**DIRECTION:** Reproduce word for word the stretch of the paper on confidential information that begins with the words containing "JurisdictionDerecho Internacional" and ends with "Yetwin & Lacy, P.C.".

**EXCERPTED PASSAGE:**
☆ ☆ ☆ ☆

CONFIDENTIAL INFORMATION: SURVEY OF PERMISSIBLE CONSTRAINTS AND DISCLOSURE REQUIREMENTS

JurisdictionDerecho Internacional
Mineral Development in Latin America
(Nov 1997)

CHAPTER 18A
CONFIDENTIAL INFORMATION: SURVEY OF PERMISSIBLE CONSTRAINTS AND DISCLOSURE REQUIREMENTS

John C. Lacy
DeConcini McDonald Yetwin & Lacy, P.C.
Tucson, Arizona

CONFIDENTIAL INFORMATION: PART ONE, THE COMMON LAW ANALYSIS

I. Introduction

A review of the papers presented before institutes of the Rocky Mountain Mineral Law Foundation reveals that no less than 21 papers have been presented related to protection or disclosure of confidential information. A list of these papers is provided as Appendix A to this paper. These investigations can be divided into the areas of (1) protection against disclosure of confidential information to unauthorized persons by employees, former employees and third parties (2) requirements that may be imposed to disclose proprietary and confidential information during the course of negotiations, and (3) laws and regulations regarding disclosure to ensure that investors or potential investors are not misled regarding the value of mineral properties. The investigations have been principally based upon common law concepts, and the purpose of the first part of this paper is to provide background for Latin American lawyers to understand what procedures and requirements are imposed on mining companies that may have their practices examined in a common law country. The second part of this paper focuses on an analysis of these subjects in Latin America.

II. Information as Intellectual Property

A. Private Property Rights in Minerals.

☆ ☆ ☆ ☆

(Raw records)
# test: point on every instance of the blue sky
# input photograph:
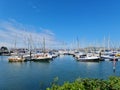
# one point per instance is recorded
(88, 20)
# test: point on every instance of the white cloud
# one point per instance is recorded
(11, 31)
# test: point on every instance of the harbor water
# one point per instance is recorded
(38, 75)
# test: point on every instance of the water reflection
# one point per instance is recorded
(30, 75)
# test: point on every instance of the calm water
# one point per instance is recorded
(38, 75)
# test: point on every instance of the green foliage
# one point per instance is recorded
(113, 83)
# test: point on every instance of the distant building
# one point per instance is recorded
(4, 51)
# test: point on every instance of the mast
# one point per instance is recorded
(44, 45)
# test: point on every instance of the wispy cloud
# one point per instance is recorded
(12, 32)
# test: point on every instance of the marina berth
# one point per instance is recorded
(16, 59)
(88, 58)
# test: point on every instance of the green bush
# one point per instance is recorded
(113, 83)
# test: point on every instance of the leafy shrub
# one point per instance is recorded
(113, 83)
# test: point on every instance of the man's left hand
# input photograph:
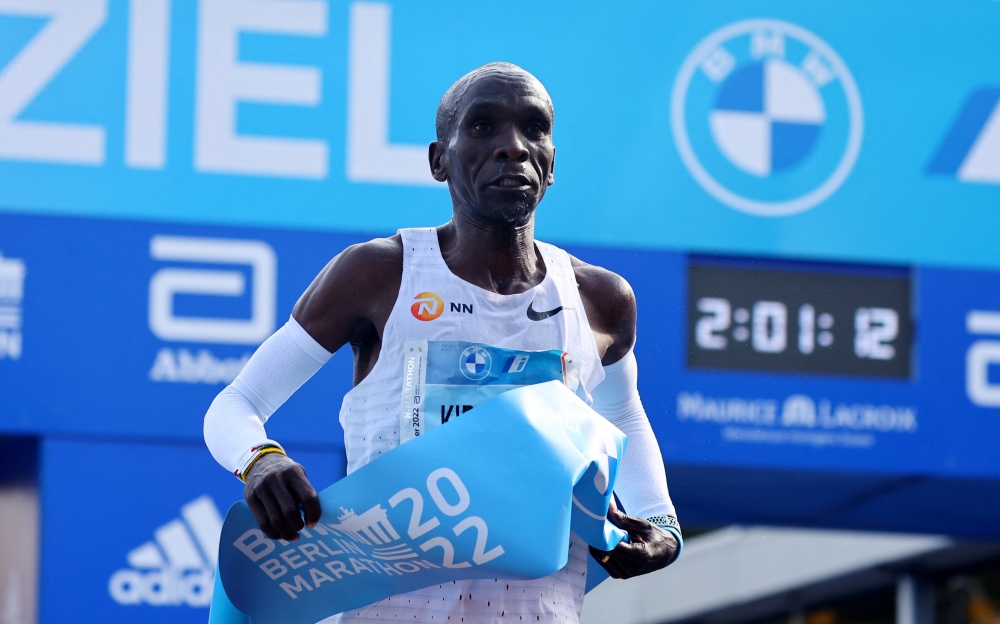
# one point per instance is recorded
(649, 548)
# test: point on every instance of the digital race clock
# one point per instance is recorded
(799, 317)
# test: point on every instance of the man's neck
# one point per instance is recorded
(497, 257)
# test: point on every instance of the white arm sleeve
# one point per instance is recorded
(642, 480)
(234, 424)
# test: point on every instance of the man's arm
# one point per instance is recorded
(654, 536)
(349, 301)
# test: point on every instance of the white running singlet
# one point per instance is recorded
(457, 310)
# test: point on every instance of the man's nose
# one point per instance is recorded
(511, 145)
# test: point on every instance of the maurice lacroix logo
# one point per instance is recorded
(177, 567)
(166, 323)
(11, 296)
(766, 117)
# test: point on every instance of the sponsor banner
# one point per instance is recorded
(883, 369)
(151, 514)
(545, 446)
(769, 128)
(130, 328)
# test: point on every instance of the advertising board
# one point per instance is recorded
(743, 362)
(133, 536)
(848, 131)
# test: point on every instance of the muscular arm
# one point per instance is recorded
(610, 305)
(349, 301)
(611, 310)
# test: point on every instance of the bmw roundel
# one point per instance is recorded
(766, 117)
(475, 363)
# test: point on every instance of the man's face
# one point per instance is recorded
(499, 158)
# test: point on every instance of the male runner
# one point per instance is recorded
(494, 149)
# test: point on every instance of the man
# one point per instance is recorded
(494, 149)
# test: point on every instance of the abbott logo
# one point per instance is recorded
(168, 282)
(981, 355)
(12, 273)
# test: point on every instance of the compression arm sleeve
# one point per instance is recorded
(234, 424)
(642, 480)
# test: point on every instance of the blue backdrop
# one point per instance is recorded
(873, 127)
(173, 174)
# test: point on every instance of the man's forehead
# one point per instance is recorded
(503, 90)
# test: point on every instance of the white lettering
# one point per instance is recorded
(73, 23)
(146, 86)
(254, 545)
(370, 155)
(171, 281)
(817, 69)
(223, 81)
(718, 65)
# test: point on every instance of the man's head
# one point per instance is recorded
(494, 143)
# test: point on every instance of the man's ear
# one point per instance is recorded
(435, 155)
(552, 169)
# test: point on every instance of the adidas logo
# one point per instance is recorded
(178, 566)
(971, 150)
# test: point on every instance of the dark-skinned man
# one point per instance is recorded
(494, 149)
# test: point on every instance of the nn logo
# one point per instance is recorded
(177, 567)
(428, 306)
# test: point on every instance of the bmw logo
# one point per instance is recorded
(475, 363)
(766, 117)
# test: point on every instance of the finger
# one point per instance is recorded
(631, 552)
(629, 523)
(276, 518)
(260, 515)
(603, 558)
(289, 507)
(616, 569)
(305, 494)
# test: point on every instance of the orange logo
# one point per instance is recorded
(427, 306)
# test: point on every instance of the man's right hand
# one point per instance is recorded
(276, 486)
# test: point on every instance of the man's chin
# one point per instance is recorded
(510, 213)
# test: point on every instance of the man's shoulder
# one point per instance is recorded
(610, 305)
(360, 282)
(378, 251)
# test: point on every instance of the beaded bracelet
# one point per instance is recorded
(259, 452)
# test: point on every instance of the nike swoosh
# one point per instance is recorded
(541, 316)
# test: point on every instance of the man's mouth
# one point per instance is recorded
(511, 182)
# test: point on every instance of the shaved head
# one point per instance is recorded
(451, 103)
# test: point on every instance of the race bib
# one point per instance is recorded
(444, 379)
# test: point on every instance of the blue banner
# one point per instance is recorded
(403, 521)
(769, 128)
(165, 502)
(88, 346)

☆ ☆ ☆ ☆

**FULL SOLUTION:**
JurisdictionDerecho Internacional
Mineral Development in Latin America
(Nov 1997)

CHAPTER 18A
CONFIDENTIAL INFORMATION: SURVEY OF PERMISSIBLE CONSTRAINTS AND DISCLOSURE REQUIREMENTS

John C. Lacy
DeConcini McDonald Yetwin & Lacy, P.C.